>>>

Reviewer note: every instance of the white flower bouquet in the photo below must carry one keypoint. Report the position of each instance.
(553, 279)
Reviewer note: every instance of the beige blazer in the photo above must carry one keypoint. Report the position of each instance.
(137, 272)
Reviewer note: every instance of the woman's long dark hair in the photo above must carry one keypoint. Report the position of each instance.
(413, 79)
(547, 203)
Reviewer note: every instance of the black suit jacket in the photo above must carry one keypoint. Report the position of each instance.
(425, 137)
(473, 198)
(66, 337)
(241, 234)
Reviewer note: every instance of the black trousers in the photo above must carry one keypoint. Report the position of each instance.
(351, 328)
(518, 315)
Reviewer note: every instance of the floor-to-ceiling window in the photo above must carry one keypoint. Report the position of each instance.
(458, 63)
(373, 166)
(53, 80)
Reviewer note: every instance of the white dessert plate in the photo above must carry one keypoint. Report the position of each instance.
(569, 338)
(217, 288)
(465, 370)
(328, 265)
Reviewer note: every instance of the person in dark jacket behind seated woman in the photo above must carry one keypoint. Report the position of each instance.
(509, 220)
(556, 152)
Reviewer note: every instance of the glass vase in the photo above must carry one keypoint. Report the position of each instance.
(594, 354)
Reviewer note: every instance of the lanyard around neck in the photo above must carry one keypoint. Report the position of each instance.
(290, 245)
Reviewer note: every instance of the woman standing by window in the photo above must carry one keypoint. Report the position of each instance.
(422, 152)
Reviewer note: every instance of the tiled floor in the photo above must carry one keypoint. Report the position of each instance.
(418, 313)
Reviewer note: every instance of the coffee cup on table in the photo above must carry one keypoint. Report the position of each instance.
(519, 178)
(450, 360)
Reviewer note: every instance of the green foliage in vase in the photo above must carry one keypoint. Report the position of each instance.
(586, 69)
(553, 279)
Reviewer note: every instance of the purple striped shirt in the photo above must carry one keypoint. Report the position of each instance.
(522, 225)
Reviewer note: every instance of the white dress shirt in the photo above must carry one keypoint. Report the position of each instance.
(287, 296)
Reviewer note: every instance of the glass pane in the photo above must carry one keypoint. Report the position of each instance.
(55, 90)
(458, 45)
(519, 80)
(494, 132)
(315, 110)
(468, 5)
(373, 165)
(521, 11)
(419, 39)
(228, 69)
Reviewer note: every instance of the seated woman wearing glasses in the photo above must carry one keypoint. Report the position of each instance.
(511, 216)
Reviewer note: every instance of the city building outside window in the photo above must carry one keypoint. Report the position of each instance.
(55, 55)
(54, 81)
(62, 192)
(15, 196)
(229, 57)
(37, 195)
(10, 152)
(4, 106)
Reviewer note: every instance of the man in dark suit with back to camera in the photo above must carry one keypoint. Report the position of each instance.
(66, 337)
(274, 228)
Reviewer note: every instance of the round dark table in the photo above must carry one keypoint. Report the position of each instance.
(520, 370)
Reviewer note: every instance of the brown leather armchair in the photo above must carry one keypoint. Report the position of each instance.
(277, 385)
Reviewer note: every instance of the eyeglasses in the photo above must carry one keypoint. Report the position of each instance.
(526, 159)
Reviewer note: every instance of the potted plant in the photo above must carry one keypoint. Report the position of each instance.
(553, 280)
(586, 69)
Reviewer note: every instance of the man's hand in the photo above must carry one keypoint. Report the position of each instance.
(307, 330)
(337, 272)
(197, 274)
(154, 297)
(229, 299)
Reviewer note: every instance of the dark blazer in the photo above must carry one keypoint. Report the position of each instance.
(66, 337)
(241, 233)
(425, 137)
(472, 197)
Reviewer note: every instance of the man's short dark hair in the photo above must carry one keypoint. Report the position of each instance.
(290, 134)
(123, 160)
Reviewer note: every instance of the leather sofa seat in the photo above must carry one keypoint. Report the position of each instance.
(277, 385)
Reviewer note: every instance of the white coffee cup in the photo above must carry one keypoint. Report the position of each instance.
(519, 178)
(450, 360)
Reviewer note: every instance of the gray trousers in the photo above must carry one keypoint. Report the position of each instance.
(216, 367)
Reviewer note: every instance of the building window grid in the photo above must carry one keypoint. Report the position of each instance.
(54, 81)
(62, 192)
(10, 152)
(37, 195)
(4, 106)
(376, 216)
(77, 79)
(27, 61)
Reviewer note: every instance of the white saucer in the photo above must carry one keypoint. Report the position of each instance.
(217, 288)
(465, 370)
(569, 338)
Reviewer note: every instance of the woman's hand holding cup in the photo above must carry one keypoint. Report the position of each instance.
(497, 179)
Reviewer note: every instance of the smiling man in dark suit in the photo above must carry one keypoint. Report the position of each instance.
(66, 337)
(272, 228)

<<<
>>>

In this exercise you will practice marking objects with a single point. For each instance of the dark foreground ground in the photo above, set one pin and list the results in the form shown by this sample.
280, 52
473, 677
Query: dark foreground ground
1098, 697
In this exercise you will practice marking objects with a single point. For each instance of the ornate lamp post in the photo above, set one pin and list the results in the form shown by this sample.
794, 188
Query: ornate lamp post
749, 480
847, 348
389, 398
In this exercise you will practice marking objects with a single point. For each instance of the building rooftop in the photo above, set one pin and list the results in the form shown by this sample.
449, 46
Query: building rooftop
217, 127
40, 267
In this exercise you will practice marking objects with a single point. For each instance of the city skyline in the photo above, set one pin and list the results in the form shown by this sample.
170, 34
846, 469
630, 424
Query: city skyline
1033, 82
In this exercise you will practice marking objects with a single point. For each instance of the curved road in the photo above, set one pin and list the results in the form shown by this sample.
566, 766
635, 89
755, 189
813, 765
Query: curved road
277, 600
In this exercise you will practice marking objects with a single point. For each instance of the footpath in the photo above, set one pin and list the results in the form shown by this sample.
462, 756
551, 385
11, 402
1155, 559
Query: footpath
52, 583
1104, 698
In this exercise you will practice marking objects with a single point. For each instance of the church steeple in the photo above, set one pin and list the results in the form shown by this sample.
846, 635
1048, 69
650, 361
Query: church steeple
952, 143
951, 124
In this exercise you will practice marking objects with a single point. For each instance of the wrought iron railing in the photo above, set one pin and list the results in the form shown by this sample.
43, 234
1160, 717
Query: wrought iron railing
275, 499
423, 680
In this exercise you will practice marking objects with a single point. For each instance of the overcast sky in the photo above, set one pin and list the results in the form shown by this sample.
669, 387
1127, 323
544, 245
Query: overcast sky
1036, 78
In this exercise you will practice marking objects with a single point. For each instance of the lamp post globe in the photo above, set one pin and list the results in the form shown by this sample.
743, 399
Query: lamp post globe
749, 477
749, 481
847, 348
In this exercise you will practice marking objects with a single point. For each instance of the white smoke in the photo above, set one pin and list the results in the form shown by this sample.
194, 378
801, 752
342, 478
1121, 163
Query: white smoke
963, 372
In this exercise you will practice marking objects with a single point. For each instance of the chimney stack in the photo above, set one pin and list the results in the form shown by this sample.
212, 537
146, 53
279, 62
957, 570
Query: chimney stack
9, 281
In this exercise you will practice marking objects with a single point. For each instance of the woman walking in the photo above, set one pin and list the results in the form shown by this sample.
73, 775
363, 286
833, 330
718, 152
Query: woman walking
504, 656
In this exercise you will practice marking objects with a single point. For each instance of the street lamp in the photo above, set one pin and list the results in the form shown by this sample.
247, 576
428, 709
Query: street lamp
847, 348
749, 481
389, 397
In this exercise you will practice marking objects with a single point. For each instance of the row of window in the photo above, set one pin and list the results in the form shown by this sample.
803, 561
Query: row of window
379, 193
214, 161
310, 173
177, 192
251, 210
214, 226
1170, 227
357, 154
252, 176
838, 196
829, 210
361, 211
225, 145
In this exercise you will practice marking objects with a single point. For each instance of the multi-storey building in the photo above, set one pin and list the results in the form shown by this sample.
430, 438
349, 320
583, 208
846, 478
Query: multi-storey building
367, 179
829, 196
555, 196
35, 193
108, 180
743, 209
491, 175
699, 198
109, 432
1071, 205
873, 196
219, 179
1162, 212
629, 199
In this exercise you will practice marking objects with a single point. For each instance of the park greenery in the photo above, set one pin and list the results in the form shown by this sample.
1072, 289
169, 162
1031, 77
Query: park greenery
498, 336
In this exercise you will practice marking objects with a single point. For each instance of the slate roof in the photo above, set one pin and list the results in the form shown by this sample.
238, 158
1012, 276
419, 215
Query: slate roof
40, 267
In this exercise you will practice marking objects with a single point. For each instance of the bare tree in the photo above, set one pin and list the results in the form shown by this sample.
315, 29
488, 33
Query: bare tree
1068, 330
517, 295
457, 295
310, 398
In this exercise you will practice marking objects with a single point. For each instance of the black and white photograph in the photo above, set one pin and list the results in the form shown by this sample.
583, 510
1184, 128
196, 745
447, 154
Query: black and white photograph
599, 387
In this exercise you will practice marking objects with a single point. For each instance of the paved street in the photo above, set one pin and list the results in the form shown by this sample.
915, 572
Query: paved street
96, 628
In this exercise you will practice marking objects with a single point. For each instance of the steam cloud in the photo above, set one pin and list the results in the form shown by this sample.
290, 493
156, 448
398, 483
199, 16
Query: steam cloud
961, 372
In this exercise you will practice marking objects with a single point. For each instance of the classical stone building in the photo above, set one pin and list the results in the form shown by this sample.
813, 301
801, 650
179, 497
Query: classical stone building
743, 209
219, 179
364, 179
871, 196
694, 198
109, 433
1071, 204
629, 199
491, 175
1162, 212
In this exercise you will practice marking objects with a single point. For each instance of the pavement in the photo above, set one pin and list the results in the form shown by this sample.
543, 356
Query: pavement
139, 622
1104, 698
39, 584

<<<
>>>

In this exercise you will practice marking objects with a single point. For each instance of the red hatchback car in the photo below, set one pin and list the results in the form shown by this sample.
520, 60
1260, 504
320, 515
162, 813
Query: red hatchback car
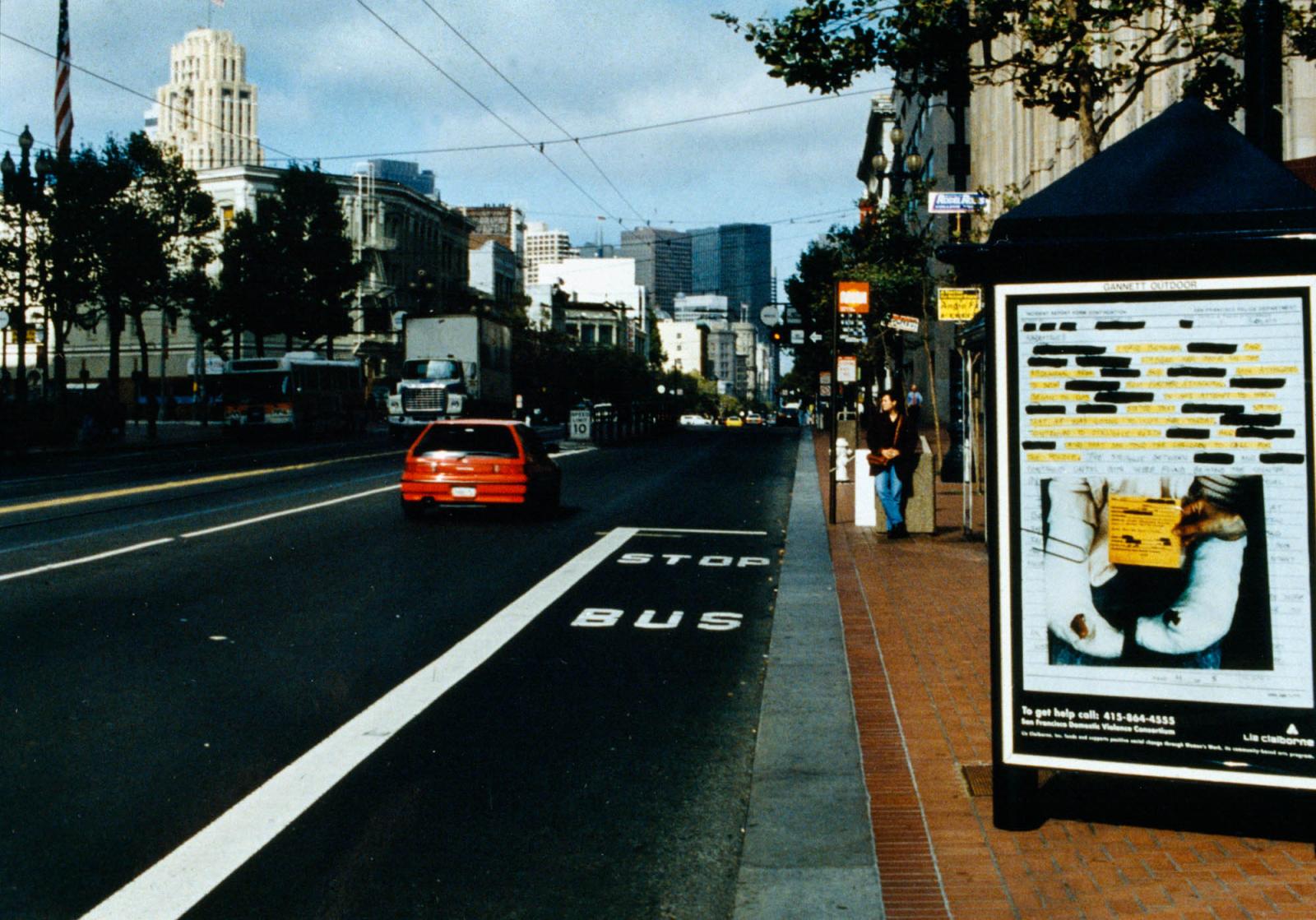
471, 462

<<<

_TASK DETAILS_
Produce only the lines from the line containing "of the paved" through the line containing "of the steam", inclusive of both, exactly as they stand in the entries above.

_TASK ANSWER_
In this exercise you will practice marking objects with a single point. For each instance of the paved street in the photo above, set one pin and list the results in the form shown by this sample.
915, 572
Query: paved street
96, 628
In this exercise you will practice marking objects with a single point. For each instance of the steam cloud in the photo above, set one pin and list the results in the form shown by this sample.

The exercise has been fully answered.